* Record excerpts
• • • • • • •
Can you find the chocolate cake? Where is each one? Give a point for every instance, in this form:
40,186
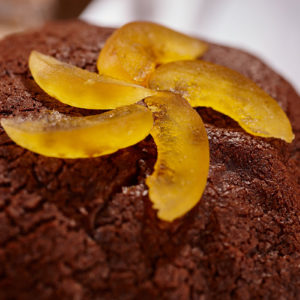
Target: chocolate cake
85,228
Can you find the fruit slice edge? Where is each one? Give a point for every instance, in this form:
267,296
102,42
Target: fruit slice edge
80,88
227,91
181,169
57,135
132,52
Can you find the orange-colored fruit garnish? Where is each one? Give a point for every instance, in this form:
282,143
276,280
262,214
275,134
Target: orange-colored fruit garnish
181,169
80,88
227,91
133,51
61,136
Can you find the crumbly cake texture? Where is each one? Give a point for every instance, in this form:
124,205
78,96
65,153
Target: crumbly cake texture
• • • • • • •
* Short task
Copy every record above word for word, but leave out the pictures.

* Task output
Can you find the chocolate cake? Where is each one? Give a point for every instance, in this form:
40,186
Target: chocolate cake
85,228
Can you find the fruit slice edge? Where is each one? Give a point for every instance, in this form:
267,296
102,42
Target: fruit slice edge
80,88
227,91
181,169
57,135
132,52
Can you find the orange-colored fruit garnish? Where is each one? Give a point for every instance, in this form:
282,143
276,280
262,214
275,134
Target: orange-colored fruit garnish
181,169
80,88
227,91
133,51
61,136
Can you find the crumbly cake texture? Where is each one? Give a point for every instance, in this form:
124,205
78,96
65,153
Target: crumbly cake texture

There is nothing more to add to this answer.